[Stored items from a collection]
··········

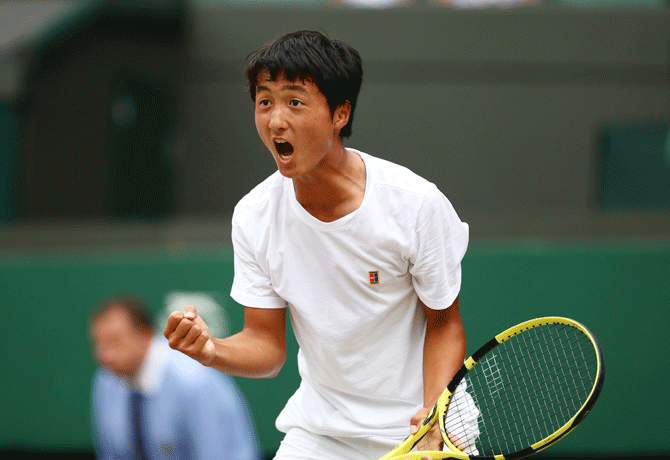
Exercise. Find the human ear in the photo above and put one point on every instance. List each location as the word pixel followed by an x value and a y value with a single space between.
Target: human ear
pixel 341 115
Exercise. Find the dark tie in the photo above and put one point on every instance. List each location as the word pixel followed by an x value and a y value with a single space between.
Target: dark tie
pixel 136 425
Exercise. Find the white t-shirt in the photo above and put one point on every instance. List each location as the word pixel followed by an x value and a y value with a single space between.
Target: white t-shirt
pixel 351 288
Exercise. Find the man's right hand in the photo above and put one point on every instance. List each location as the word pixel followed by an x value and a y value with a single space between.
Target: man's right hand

··········

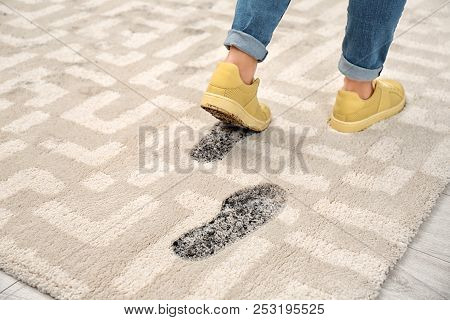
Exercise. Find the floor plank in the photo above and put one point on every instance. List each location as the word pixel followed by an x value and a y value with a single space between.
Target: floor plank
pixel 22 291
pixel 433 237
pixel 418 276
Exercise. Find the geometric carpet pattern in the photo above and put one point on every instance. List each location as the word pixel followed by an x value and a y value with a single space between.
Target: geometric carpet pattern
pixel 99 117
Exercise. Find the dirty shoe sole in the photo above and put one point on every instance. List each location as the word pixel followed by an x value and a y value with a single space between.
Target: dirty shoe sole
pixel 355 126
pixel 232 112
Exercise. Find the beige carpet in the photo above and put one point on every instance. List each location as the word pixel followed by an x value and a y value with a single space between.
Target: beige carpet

··········

Out of the data above, give again only the lines starting at the one holding "Exercise. Find the man's" and ending at the one holding "Target: man's right hand", unchanged.

Exercise. Find the man's right hand in the photo above and put one point on every instance. List each location as the word pixel followed by an x value and a y value with a single space between.
Target: man's right hand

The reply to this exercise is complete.